[begin Data supplied]

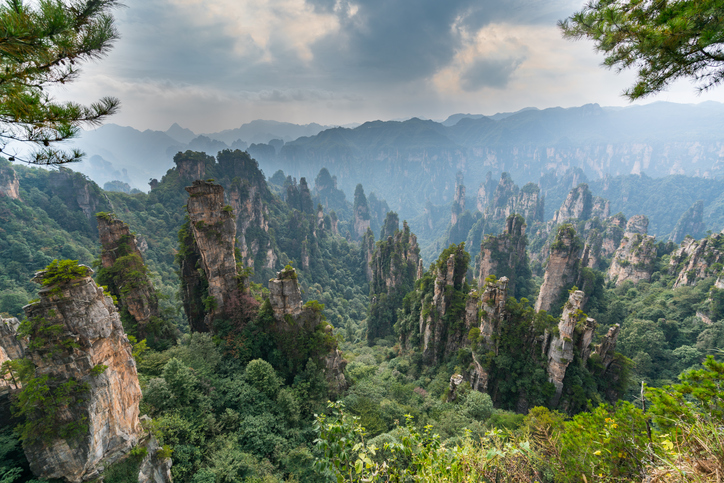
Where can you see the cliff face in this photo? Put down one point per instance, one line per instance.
(580, 204)
(562, 269)
(9, 184)
(561, 351)
(213, 228)
(636, 254)
(120, 256)
(505, 255)
(91, 337)
(395, 265)
(691, 223)
(696, 259)
(301, 322)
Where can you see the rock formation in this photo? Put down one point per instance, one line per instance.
(580, 204)
(561, 351)
(394, 268)
(213, 227)
(9, 184)
(120, 257)
(301, 322)
(634, 259)
(695, 260)
(562, 269)
(92, 349)
(691, 223)
(361, 212)
(505, 255)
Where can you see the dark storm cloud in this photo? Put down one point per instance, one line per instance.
(399, 41)
(488, 73)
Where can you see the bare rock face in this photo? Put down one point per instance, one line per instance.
(635, 256)
(213, 226)
(110, 407)
(560, 353)
(691, 223)
(9, 184)
(580, 204)
(696, 259)
(458, 206)
(11, 348)
(562, 269)
(137, 295)
(302, 321)
(284, 293)
(503, 255)
(638, 224)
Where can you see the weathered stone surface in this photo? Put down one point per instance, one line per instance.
(562, 269)
(110, 408)
(634, 259)
(560, 354)
(294, 318)
(137, 295)
(284, 293)
(9, 184)
(580, 204)
(214, 230)
(695, 259)
(504, 255)
(11, 348)
(691, 223)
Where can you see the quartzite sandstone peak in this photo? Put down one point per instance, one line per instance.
(136, 294)
(562, 269)
(110, 408)
(213, 226)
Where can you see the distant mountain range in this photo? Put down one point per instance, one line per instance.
(411, 162)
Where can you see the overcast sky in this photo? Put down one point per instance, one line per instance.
(216, 64)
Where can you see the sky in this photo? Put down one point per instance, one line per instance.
(210, 65)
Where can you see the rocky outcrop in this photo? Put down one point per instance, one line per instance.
(505, 255)
(458, 206)
(580, 204)
(9, 184)
(92, 349)
(394, 268)
(561, 351)
(125, 272)
(361, 212)
(213, 227)
(696, 260)
(11, 348)
(562, 269)
(691, 223)
(634, 259)
(303, 322)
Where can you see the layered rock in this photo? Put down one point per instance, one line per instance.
(691, 223)
(9, 184)
(394, 268)
(91, 337)
(561, 351)
(505, 255)
(634, 259)
(213, 227)
(361, 212)
(301, 322)
(580, 204)
(121, 257)
(562, 269)
(696, 260)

[end Data supplied]

Exercise description.
The required output is the span of lines from the one containing "Where can you see the bare" to the last line, reproduced character for character.

Response to the task.
Where can you see the bare rock face in this photo? Put down one point per instance, one line per instance.
(635, 256)
(213, 226)
(110, 407)
(560, 353)
(691, 223)
(9, 184)
(580, 204)
(696, 259)
(458, 206)
(11, 348)
(562, 269)
(137, 295)
(302, 321)
(284, 293)
(503, 255)
(638, 224)
Where can you see the weathered stone surface in this photo? Put down one point per instance, one line per instance.
(562, 269)
(110, 408)
(634, 259)
(560, 354)
(294, 318)
(137, 295)
(284, 293)
(9, 184)
(580, 204)
(214, 230)
(695, 259)
(504, 255)
(11, 348)
(691, 223)
Where can you see the quartzite sandstone peak in this photo? Put down one point per instance, one line per instance.
(136, 294)
(562, 269)
(110, 408)
(213, 226)
Where can you see the distant mountain range in this photo? Put down one point per instance, one line per instance.
(411, 162)
Where can you see the overcast sky in this photo? Put down one point per instance, one line per instance.
(216, 64)
Where can you see the sky in this photo? Put down one point per instance, one line per instance.
(210, 65)
Where can you see the rocky outcrop in this photo? Put down one point per instance, one line per instance.
(505, 255)
(458, 206)
(580, 204)
(9, 184)
(92, 349)
(394, 268)
(561, 351)
(125, 272)
(361, 212)
(213, 227)
(696, 260)
(11, 348)
(562, 269)
(691, 223)
(634, 259)
(303, 322)
Where can you see the layered rock in this photo? Put down one point per instance, one line per instance.
(691, 223)
(9, 184)
(394, 268)
(91, 337)
(561, 351)
(505, 255)
(634, 259)
(213, 227)
(361, 212)
(301, 322)
(580, 204)
(121, 257)
(562, 269)
(696, 260)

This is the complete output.